#### Consigne a
Les affirmations suivantes concordent-elles avec l'extrait ci-dessous ? Pour chacune, répondez par oui ou par non en citant textuellement les mots de l'extrait qui tranchent : (i) Selon Fabienne Colas, les stéréotypes ont disparu. (ii) Selon Fabienne Colas, on invite souvent un Noir pour parler uniquement de réalités noires. (iii) Selon Victor Teboul, le Mois de l'histoire des Noirs sensibilise la société au passé des citoyens afro-québécois.
====
Fabienne Colas : En effet, les stéréotypes sont encore présents et on invite souvent un Noir pour parler uniquement de réalités noires ou de problèmes dans sa communauté ou dans son pays d’origine ; c’est presque devenu la façon de justifier leur présence à l’écran, vraiment dommage. Il faudrait également commencer à voir les Noirs comme des Néo-Québécois et les inviter, selon leurs expertises, pour parler également d’économie, de la situation politique au Québec, de notre système de santé, de l’avenir de notre société, de nos artistes, de la malbouffe, de maternité etc. et non les inviter uniquement pour parler de leurs communautés. Sinon, on continue avec la stigmatisation et les clichés qui ne nous font pas avancer en tant que société métissée.

Victor Teboul : Le Mois de l’histoire des Noirs sensibilise notre société au passé des citoyens afro-québécois. Les jeunes Noirs sont-ils  sensibles aussi à d’autres dimensions de l’histoire canadienne et québécoise au point de s’y identifier ?  Quels sont, selon vous, ces repères historiques susceptibles de les intéresser ?
====
#### Consigne b
Recopiez telles quelles les lignes des enregistrements, en commençant à la ligne qui contient « search: farmland » et en terminant à la fin des enregistrements, ces deux bornes comprises.

Entrées de données stockées
====
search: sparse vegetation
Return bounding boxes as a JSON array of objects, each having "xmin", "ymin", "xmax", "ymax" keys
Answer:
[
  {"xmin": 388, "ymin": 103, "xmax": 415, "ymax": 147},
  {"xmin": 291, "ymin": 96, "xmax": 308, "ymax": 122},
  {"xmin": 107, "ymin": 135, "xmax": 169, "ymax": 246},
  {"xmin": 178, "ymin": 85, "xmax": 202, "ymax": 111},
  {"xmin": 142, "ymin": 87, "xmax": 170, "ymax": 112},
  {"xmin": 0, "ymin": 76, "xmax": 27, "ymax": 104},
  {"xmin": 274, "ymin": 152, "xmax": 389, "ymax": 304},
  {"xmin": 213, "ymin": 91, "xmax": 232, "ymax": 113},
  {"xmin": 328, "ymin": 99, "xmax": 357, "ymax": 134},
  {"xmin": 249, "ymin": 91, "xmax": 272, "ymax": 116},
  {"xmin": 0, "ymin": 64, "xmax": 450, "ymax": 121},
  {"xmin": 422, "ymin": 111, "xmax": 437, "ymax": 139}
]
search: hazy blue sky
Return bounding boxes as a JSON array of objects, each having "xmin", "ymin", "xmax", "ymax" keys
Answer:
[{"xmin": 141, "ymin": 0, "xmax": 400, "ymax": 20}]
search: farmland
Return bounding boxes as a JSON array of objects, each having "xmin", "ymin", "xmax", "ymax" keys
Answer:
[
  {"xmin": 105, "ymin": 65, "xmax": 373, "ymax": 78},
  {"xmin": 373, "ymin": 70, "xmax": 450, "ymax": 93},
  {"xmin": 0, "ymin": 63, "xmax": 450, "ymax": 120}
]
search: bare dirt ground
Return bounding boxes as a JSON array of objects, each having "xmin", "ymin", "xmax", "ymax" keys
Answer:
====
#### Solution complète a
(i) Non : « les stéréotypes sont encore présents ».
(ii) Oui : « on invite souvent un Noir pour parler uniquement de réalités noires ».
(iii) Oui : « Le Mois de l’histoire des Noirs sensibilise notre société au passé des citoyens afro-québécois ».

#### Solution complète b
search: farmland
Return bounding boxes as a JSON array of objects, each having "xmin", "ymin", "xmax", "ymax" keys
Answer:
[
  {"xmin": 105, "ymin": 65, "xmax": 373, "ymax": 78},
  {"xmin": 373, "ymin": 70, "xmax": 450, "ymax": 93},
  {"xmin": 0, "ymin": 63, "xmax": 450, "ymax": 120}
]
search: bare dirt ground
Return bounding boxes as a JSON array of objects, each having "xmin", "ymin", "xmax", "ymax" keys
Answer:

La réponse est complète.